(Material for this task begins)

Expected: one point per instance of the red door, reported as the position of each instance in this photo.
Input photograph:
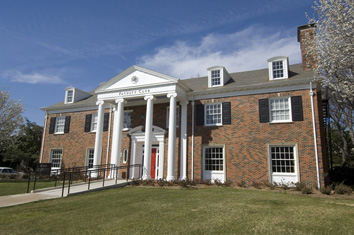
(153, 163)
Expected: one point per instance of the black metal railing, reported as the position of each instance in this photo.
(85, 175)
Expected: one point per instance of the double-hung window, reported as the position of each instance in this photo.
(280, 110)
(282, 159)
(213, 159)
(56, 156)
(278, 69)
(60, 125)
(69, 96)
(128, 120)
(215, 78)
(94, 122)
(90, 154)
(213, 114)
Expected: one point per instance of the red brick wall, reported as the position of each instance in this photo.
(245, 139)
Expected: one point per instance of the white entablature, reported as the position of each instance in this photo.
(139, 82)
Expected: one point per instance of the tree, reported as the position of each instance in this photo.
(334, 47)
(10, 117)
(25, 147)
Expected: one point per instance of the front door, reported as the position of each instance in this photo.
(153, 162)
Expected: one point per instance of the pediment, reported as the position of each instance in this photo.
(136, 77)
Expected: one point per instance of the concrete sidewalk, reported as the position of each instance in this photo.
(51, 193)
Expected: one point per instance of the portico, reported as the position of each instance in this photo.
(138, 86)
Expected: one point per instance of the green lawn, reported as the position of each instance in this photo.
(135, 210)
(17, 186)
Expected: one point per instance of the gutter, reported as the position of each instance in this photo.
(192, 170)
(43, 136)
(315, 136)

(Material for this task ends)

▶ _Description of the task_: Would you give the records again exactly, dropping the pictures?

▶ _Your response_:
Expected: one point per instance of the red door, reported as the position of each instance in this photo.
Input photograph:
(153, 163)
Expected: one point per instance of the black metal railing, reported as the position of each instance in this photo.
(85, 175)
Expected: one point per instance of the double-hung window, reported as the position of each instance in this photo.
(280, 110)
(282, 159)
(213, 159)
(56, 156)
(278, 69)
(60, 125)
(69, 96)
(128, 120)
(215, 78)
(94, 122)
(90, 154)
(213, 114)
Expected: one point per instance of the red brick wall, reported as the position of each instance in this photo.
(245, 139)
Expected: one point per instance of the white entablature, reported as the position of each instance in this photo.
(139, 82)
Expected: one point per instance of the tree, reported as the position of each instance in this photo.
(334, 47)
(10, 117)
(25, 147)
Expected: one point per instance of the front door, reported as the position of each instance in this photo.
(153, 162)
Expected: one point per instance of the pediment, reported as the position of each instance in this photo.
(136, 77)
Expected: one point per instance of the concrete sidewalk, reported as the position of each instance in this photo.
(51, 193)
Expected: one point per instance of the portico, reported as the position of each instance in this photo.
(138, 86)
Expected: one point per instance of the green lawn, reported as the position of each instance in this photo.
(135, 210)
(17, 186)
Expected: one point per instance of the gutter, reported as the position of each instance in this photo.
(192, 170)
(43, 136)
(315, 136)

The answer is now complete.